Dataset excerpt:
---
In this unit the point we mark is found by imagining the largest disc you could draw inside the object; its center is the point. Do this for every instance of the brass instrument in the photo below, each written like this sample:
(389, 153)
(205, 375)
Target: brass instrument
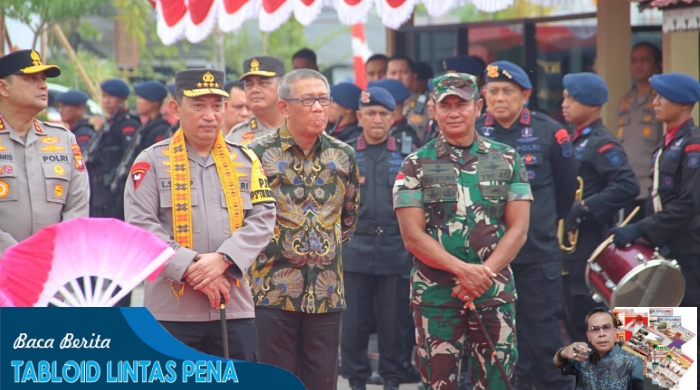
(568, 240)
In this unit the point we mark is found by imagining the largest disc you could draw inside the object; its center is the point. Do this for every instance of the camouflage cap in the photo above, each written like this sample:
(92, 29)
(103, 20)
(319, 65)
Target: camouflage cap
(458, 84)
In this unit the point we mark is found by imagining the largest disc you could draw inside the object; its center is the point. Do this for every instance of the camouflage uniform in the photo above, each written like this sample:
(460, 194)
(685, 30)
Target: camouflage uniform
(464, 193)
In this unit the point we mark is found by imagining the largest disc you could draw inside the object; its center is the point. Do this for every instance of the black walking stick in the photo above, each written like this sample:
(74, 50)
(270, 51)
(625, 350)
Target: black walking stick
(480, 324)
(224, 328)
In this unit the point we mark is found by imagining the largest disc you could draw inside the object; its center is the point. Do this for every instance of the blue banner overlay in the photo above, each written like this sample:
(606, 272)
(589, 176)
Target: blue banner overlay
(114, 348)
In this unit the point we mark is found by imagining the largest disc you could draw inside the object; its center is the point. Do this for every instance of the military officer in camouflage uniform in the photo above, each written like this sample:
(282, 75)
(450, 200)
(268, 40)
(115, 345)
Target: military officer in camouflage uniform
(261, 79)
(71, 107)
(211, 202)
(549, 158)
(463, 206)
(42, 174)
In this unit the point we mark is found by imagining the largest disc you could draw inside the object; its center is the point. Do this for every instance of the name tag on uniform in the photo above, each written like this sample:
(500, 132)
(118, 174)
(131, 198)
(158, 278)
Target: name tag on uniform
(494, 191)
(440, 194)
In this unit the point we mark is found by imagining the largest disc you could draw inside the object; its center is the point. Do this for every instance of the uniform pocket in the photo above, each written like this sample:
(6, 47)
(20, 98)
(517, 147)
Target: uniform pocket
(8, 183)
(56, 182)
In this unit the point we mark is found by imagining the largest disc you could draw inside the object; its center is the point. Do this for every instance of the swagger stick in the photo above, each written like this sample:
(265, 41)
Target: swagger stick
(608, 240)
(224, 327)
(480, 324)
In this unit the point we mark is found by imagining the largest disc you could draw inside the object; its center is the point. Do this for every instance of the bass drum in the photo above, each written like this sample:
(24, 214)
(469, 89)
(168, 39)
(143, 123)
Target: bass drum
(635, 276)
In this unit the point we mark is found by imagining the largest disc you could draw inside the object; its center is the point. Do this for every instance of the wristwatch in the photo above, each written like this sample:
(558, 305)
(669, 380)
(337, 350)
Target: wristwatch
(559, 357)
(227, 259)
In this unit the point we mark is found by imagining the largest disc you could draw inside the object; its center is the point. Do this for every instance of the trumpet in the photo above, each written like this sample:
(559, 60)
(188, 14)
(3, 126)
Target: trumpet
(568, 240)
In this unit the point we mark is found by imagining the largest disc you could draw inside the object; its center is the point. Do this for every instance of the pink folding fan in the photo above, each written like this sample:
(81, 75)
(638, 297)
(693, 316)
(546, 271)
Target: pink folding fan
(80, 262)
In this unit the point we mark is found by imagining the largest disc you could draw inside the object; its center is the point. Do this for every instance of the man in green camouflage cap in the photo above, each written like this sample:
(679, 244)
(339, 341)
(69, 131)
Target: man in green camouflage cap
(463, 204)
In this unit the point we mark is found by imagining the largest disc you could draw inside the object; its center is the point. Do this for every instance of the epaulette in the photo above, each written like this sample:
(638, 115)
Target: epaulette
(56, 126)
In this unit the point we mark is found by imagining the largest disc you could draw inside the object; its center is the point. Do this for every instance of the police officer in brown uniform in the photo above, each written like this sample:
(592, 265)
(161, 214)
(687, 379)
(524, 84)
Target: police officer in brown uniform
(260, 80)
(211, 202)
(42, 174)
(637, 127)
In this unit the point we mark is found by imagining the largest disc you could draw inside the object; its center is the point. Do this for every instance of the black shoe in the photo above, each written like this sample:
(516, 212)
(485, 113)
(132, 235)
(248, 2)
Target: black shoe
(357, 384)
(411, 375)
(391, 384)
(375, 379)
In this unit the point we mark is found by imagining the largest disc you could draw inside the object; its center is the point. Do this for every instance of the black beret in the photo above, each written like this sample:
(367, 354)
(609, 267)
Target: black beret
(377, 96)
(346, 94)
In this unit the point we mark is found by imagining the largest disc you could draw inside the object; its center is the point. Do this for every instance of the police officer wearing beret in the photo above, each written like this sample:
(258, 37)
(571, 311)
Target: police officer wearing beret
(261, 79)
(71, 107)
(150, 95)
(609, 183)
(43, 180)
(107, 149)
(211, 202)
(673, 205)
(546, 151)
(400, 127)
(342, 120)
(376, 264)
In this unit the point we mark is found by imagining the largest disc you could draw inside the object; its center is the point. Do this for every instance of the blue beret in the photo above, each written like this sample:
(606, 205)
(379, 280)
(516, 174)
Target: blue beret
(676, 87)
(116, 87)
(395, 88)
(507, 71)
(463, 64)
(151, 91)
(377, 96)
(346, 95)
(587, 88)
(72, 97)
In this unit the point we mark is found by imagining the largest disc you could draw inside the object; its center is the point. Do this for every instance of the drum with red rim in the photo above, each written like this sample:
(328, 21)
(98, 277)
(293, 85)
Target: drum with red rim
(635, 276)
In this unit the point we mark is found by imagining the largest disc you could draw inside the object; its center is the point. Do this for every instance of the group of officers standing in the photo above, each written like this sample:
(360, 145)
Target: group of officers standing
(423, 258)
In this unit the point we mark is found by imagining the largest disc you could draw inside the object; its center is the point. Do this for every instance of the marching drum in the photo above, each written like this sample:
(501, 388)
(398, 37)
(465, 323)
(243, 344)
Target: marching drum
(635, 276)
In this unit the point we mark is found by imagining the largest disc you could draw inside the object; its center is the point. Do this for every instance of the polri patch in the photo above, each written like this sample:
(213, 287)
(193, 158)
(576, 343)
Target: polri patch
(138, 172)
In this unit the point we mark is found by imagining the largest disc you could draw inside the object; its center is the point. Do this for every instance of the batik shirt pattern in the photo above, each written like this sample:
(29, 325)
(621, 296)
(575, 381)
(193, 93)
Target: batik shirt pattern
(464, 193)
(318, 197)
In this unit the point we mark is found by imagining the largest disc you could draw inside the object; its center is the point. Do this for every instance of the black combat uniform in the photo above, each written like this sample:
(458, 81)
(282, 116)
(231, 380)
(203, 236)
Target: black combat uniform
(83, 131)
(376, 266)
(102, 159)
(347, 133)
(609, 183)
(676, 227)
(403, 131)
(547, 152)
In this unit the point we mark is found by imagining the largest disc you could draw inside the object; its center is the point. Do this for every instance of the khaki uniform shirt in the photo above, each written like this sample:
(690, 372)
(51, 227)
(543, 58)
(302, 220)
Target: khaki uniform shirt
(640, 133)
(247, 131)
(148, 204)
(43, 181)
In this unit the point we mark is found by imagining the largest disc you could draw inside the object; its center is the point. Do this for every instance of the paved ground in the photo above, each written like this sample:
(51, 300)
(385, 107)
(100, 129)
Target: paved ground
(137, 300)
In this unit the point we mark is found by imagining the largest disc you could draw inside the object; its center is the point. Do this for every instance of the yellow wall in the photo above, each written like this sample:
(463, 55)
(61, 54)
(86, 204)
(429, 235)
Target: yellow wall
(681, 55)
(613, 40)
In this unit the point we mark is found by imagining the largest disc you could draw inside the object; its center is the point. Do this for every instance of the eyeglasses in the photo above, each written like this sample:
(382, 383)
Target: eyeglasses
(309, 101)
(382, 114)
(596, 329)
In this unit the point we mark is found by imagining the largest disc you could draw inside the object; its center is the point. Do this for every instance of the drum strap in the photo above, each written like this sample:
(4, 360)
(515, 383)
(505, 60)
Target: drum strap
(656, 198)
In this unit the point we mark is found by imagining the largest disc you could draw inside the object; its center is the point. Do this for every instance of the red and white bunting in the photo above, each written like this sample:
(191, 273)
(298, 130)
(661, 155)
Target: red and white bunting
(195, 19)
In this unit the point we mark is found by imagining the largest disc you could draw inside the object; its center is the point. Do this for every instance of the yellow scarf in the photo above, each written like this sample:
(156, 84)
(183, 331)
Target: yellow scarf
(181, 191)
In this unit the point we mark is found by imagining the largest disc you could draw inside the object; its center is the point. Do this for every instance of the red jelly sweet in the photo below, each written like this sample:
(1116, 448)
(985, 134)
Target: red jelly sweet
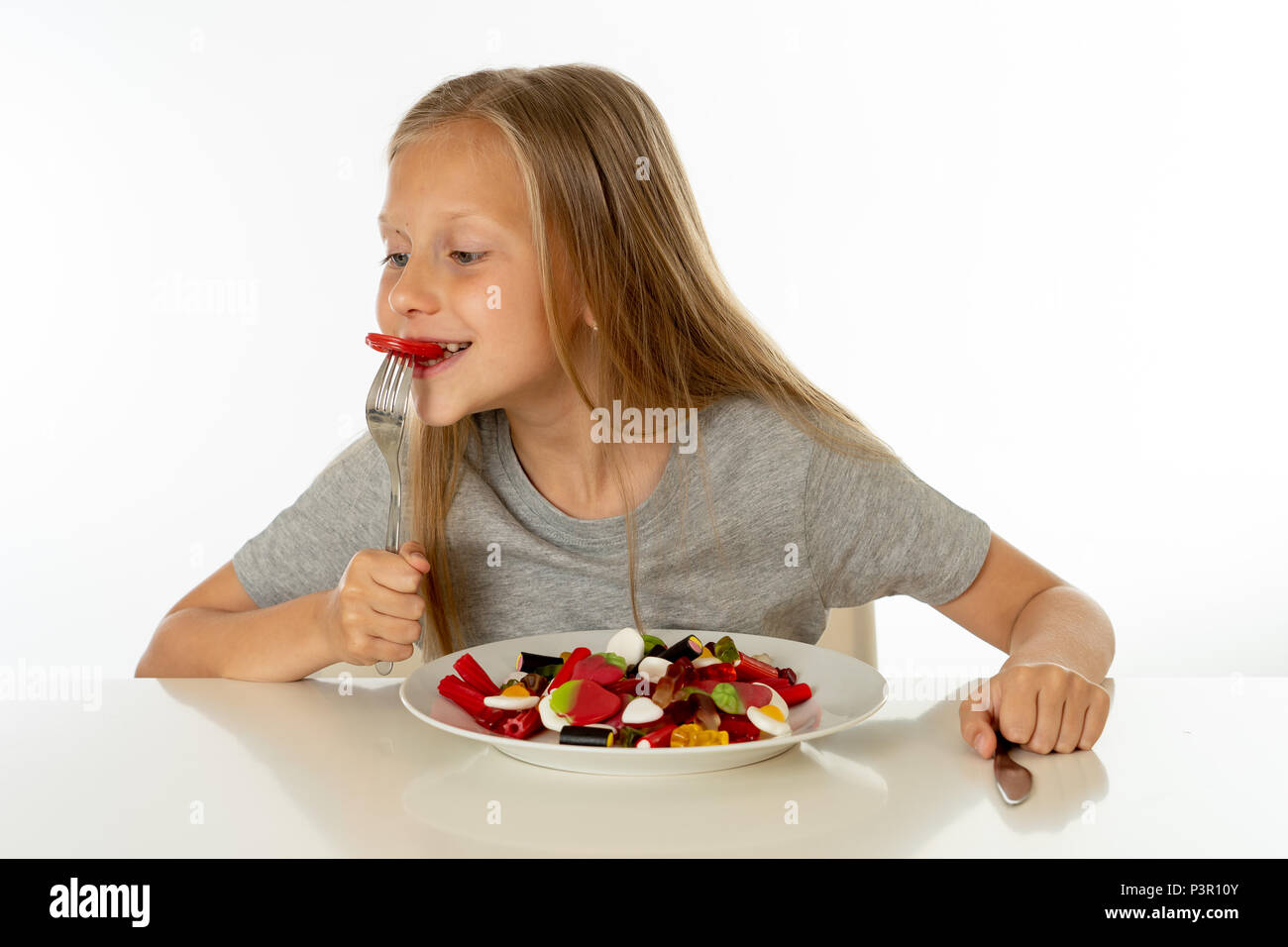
---
EXERCISE INSTRUCTIONS → Count the lines of the material above that contain the word "military", and give only that number.

SOLUTION → 2